#### Quoted passage ####

I'm assuming this would include infrastructure to harvest the resources to make the batteries without having to import them from abroad? A railway to and from the plant would probably be planned.
 
I admire this move. If tesla wants to release the model e at the volumes they're predicting, they had to do this. They can't even get enough batteries to meet demand of 30,000 model s's per year. This is putting a date on one of the biggest turning points of modern mobility and new technology. The output from this plant is staggering and really makes possible electric cars being mainstream as well a smart grid technology to better utilize wind and solar power(plugged in cars can act as the costly storage banks needed for large scale wind/solar).
 
It's old news now to a lot of us but I didn't even realize until today that Tesla had officially confirmed their intentions to construct a giga factory via the Tesla blog. In the blog post, published on February 26, they offer a brief overview of their plan:

As we at Tesla reach for our goal of producing a mass market electric car in approximately three years, we have an opportunity to leverage our projected demand for lithium ion batteries to reduce their cost faster than previously thought possible. In cooperation with strategic battery manufacturing partners, we’re planning to build a large scale factory that will allow us to achieve economies of scale and minimize costs through innovative manufacturing, reduction of logistics waste, optimization of co-located processes and reduced overhead.

The Gigafactory is designed to reduce cell costs much faster than the status quo and, by 2020, produce more lithium ion batteries annually than were produced worldwide in 2013. By the end of the first year of volume production of our mass market vehicle, we expect the Gigafactory will have driven down the per kWh cost of our battery pack by more than 30 percent. Here are some details about what the Gigafactory will look like.

The details are covered in a pdf they link to. Interestingly, the production flo-chart in that pdf seems to insinuate that the factory will produce traditional can-cells, something that has been hotly debated on these forums. However, the insinuation could mean nothing. Here is the link to the blog post:

http://www.teslamotors.com/blog/gigafactory

-Brian 8)

#### Data supplied ####

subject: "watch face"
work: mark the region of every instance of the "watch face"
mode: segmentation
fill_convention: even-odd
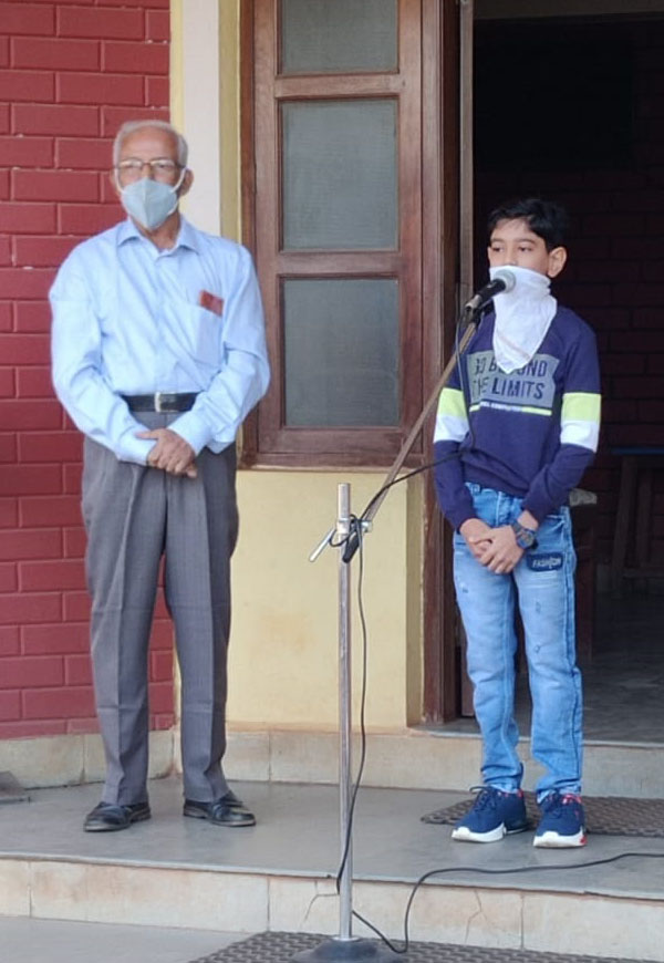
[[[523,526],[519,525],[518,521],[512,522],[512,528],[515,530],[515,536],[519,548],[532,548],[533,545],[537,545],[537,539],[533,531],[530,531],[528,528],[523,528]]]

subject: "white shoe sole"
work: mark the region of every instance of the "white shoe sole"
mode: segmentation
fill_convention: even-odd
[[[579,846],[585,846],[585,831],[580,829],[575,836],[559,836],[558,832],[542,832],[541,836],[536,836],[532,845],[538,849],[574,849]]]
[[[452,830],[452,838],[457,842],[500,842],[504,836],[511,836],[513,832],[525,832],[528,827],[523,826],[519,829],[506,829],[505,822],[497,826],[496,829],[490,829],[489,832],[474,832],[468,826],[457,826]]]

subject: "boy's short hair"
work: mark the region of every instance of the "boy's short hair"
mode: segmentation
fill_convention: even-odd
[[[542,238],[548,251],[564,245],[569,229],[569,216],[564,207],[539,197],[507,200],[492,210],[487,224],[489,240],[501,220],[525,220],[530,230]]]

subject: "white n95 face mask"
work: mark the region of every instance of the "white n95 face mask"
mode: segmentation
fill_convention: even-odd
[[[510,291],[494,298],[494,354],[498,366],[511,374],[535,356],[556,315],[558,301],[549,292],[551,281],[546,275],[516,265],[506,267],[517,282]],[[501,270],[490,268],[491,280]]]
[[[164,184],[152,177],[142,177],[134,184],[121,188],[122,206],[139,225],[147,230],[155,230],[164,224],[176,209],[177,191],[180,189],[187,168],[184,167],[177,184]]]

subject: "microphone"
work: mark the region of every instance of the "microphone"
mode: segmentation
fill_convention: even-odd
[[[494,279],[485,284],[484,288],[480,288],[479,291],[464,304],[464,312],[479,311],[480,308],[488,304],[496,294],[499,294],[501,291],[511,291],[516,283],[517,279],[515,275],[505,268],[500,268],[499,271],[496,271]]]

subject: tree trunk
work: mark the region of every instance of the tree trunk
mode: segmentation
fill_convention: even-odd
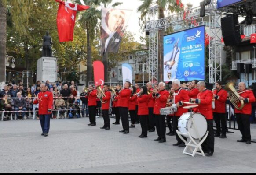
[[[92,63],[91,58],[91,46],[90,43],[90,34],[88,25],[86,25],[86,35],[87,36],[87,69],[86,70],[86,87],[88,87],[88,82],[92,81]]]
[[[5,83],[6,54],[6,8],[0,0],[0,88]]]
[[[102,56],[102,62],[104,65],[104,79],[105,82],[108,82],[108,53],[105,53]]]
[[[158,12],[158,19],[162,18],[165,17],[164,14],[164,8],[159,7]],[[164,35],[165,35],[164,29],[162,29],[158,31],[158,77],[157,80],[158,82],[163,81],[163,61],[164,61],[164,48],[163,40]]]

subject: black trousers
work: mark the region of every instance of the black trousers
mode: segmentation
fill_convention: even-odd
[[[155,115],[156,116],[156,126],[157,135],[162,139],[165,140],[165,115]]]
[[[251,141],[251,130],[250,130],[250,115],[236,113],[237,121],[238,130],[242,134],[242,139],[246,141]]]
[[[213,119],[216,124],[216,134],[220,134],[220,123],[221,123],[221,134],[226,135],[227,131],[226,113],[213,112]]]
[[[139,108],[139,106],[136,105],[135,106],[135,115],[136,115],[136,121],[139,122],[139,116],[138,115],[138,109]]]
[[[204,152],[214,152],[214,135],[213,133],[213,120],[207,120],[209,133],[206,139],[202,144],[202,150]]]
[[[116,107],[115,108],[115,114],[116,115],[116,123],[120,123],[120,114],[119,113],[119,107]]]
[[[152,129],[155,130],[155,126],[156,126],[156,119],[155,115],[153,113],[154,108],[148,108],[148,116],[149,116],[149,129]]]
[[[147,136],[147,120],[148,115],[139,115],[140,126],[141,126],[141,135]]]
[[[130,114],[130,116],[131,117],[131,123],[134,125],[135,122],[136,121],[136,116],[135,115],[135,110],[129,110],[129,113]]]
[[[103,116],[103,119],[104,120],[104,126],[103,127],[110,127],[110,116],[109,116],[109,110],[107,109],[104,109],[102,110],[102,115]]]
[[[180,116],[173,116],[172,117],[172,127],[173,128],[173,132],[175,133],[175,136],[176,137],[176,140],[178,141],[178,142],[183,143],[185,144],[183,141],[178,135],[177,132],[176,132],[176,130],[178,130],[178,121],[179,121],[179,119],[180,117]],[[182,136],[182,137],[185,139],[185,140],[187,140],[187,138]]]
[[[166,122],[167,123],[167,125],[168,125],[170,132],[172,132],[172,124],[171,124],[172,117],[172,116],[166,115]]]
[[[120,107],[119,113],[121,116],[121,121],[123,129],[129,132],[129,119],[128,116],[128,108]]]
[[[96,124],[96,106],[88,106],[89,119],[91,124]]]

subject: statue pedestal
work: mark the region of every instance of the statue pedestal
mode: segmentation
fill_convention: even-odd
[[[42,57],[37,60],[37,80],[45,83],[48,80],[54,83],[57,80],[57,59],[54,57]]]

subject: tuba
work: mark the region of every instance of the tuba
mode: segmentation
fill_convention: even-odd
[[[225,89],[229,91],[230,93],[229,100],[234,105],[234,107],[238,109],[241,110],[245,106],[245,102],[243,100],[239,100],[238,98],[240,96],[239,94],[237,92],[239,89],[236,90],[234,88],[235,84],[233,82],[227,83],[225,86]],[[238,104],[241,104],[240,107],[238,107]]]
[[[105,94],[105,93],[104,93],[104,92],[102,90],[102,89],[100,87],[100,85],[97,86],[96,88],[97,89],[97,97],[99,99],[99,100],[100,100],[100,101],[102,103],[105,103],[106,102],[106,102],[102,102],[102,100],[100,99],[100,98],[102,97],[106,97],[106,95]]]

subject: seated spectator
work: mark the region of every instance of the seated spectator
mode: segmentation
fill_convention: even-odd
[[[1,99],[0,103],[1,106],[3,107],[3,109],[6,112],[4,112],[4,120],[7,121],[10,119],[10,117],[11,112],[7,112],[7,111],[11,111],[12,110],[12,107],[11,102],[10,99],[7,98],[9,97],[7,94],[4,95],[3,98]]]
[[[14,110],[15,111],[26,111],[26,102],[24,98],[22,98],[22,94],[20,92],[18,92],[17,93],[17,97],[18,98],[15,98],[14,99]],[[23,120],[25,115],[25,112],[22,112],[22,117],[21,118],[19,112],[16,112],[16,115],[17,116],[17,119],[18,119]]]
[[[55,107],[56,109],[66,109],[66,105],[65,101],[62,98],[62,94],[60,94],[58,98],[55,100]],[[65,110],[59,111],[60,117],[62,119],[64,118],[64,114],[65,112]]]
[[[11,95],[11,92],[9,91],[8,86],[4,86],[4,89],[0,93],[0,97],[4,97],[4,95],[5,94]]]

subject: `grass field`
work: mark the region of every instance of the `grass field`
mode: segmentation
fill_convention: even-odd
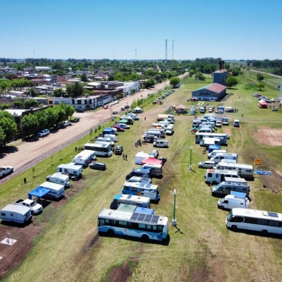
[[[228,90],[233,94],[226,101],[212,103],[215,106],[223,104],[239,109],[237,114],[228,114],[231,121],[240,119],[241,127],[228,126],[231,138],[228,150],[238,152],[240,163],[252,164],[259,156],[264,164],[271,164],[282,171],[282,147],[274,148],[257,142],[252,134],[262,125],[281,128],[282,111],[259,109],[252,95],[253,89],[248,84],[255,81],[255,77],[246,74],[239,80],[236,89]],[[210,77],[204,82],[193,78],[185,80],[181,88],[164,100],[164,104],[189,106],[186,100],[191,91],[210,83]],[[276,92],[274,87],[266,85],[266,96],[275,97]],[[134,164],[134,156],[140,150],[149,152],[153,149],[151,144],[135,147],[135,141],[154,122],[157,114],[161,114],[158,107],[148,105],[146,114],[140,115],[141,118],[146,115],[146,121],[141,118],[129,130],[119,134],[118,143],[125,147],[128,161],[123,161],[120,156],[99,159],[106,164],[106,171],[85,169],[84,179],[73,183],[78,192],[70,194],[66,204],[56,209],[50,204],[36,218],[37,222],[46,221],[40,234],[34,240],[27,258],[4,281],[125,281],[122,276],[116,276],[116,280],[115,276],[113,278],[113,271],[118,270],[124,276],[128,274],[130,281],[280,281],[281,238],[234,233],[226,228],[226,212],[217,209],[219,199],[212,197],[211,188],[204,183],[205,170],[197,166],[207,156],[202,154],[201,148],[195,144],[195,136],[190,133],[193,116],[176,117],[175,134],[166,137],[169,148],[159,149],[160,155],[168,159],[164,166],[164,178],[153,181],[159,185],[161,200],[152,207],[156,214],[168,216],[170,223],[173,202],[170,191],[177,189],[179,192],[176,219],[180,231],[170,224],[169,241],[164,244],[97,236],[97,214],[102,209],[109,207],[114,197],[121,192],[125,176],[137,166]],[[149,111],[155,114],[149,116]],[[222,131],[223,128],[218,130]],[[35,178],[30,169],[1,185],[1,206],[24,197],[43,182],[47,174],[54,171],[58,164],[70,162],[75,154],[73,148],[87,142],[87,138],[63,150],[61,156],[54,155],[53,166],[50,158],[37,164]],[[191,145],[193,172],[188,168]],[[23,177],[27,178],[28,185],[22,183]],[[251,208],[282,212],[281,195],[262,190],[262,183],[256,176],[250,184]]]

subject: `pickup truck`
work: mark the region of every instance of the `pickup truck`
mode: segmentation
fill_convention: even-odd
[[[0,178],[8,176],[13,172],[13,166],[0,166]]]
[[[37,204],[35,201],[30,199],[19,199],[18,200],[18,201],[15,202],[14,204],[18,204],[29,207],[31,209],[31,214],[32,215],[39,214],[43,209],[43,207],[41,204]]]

####
#### Data supplied ####

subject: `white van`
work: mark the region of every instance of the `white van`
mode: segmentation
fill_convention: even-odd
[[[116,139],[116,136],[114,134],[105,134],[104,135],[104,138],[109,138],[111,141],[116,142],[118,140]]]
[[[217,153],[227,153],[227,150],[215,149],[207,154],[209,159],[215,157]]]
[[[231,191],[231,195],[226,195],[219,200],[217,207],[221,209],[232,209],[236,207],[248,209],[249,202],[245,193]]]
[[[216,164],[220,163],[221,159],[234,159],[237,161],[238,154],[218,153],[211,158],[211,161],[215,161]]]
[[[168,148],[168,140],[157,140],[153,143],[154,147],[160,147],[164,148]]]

####
#### Data supplied ####

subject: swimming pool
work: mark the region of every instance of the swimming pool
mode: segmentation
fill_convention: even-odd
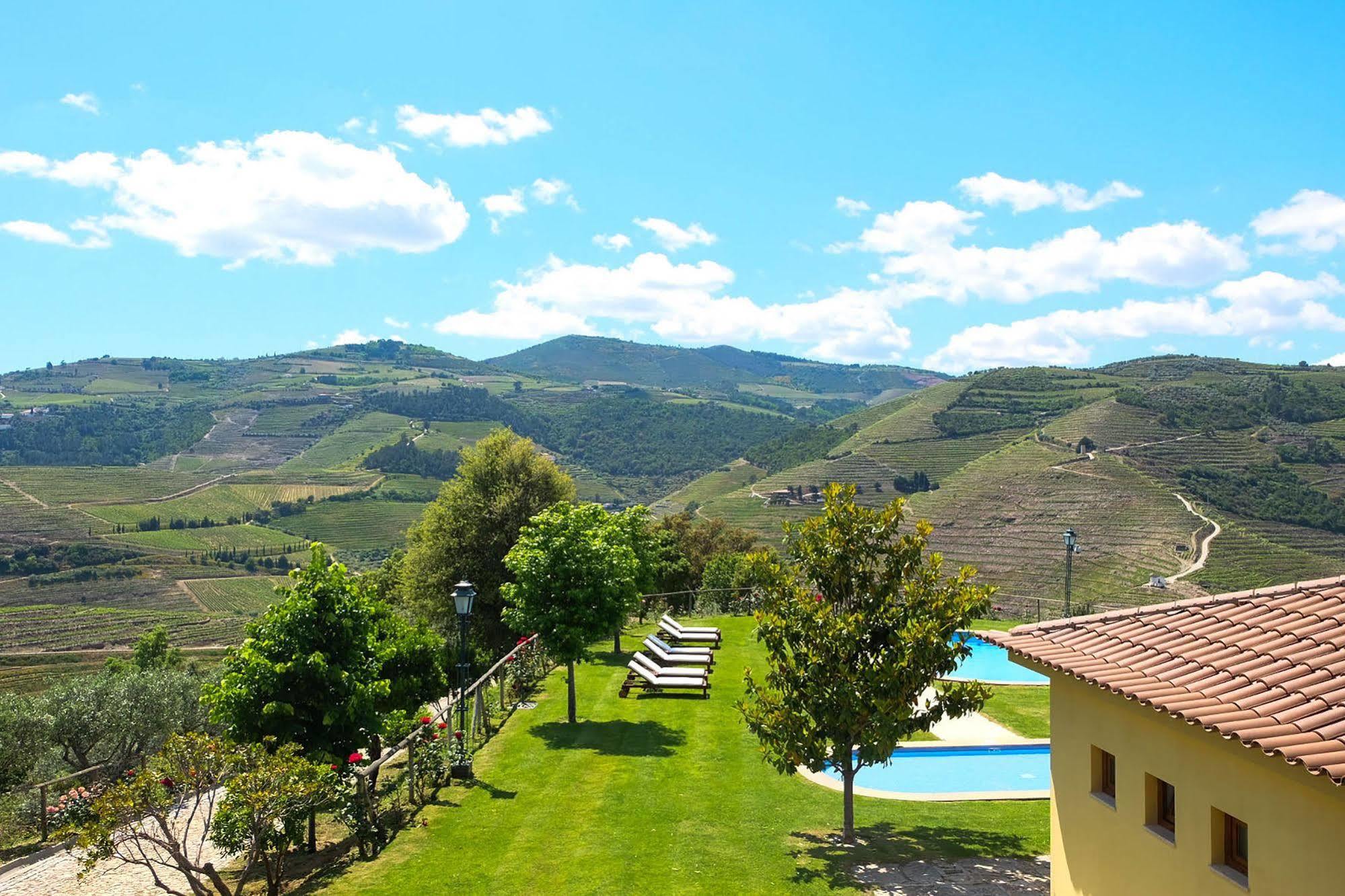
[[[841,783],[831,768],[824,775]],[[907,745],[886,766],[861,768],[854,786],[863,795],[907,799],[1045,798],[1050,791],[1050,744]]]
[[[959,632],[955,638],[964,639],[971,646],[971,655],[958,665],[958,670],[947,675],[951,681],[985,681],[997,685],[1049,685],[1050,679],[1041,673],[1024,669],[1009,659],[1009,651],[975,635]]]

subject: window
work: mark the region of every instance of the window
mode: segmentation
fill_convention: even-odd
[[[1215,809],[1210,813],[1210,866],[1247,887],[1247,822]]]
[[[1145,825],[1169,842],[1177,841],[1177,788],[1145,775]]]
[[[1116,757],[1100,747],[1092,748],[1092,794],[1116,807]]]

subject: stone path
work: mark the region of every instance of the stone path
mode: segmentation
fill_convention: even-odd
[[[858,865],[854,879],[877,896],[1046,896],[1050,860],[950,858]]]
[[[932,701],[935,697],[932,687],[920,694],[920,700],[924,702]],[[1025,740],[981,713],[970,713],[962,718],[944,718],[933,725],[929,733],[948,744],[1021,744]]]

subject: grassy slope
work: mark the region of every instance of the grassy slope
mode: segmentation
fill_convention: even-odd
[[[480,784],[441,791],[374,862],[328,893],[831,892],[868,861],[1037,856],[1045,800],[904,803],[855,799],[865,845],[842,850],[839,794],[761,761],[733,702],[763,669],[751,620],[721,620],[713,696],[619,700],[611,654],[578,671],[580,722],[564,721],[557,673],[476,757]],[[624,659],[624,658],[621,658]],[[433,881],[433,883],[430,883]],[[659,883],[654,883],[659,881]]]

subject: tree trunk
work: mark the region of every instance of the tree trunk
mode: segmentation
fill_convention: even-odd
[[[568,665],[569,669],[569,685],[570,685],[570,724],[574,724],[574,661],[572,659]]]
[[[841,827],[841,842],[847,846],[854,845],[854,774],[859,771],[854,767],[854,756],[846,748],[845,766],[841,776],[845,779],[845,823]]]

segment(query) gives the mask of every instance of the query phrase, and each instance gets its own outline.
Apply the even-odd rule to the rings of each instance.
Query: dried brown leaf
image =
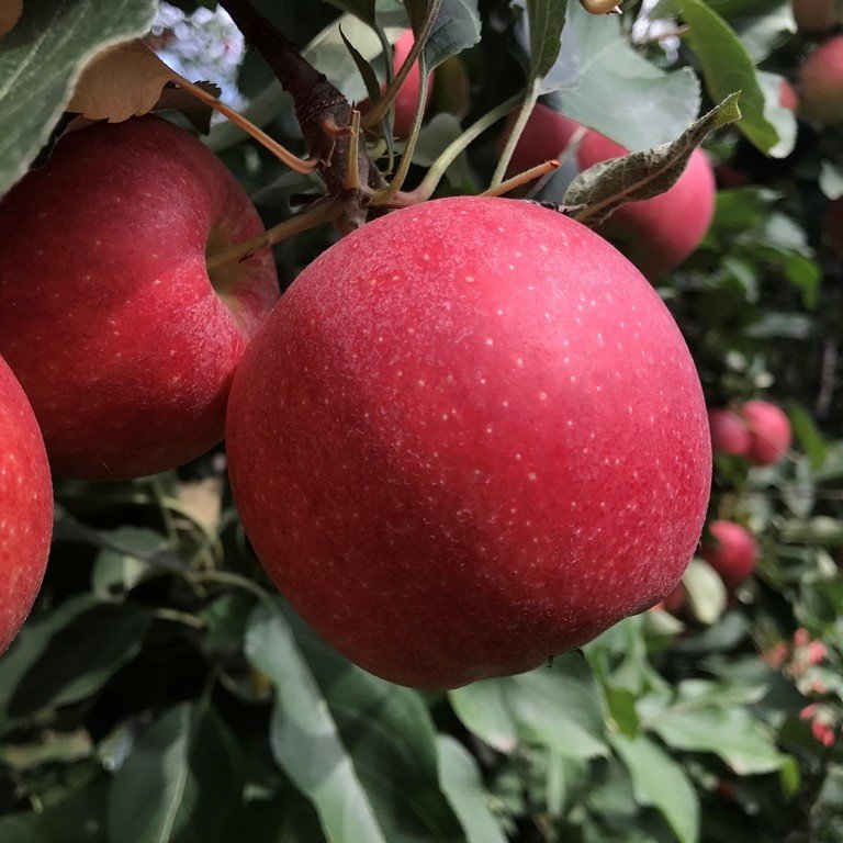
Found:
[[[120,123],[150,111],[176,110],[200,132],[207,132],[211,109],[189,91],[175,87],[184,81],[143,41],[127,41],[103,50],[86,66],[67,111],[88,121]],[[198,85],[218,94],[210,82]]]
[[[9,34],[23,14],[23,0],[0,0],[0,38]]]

####

### What this task involves:
From the Tesla Gigafactory discussion above, reproduce verbatim the passage that begins with the words "It's old news" and ends with "and reduced overhead.".

### Answer to the exercise:
It's old news now to a lot of us but I didn't even realize until today that Tesla had officially confirmed their intentions to construct a giga factory via the Tesla blog. In the blog post, published on February 26, they offer a brief overview of their plan:

As we at Tesla reach for our goal of producing a mass market electric car in approximately three years, we have an opportunity to leverage our projected demand for lithium ion batteries to reduce their cost faster than previously thought possible. In cooperation with strategic battery manufacturing partners, we’re planning to build a large scale factory that will allow us to achieve economies of scale and minimize costs through innovative manufacturing, reduction of logistics waste, optimization of co-located processes and reduced overhead.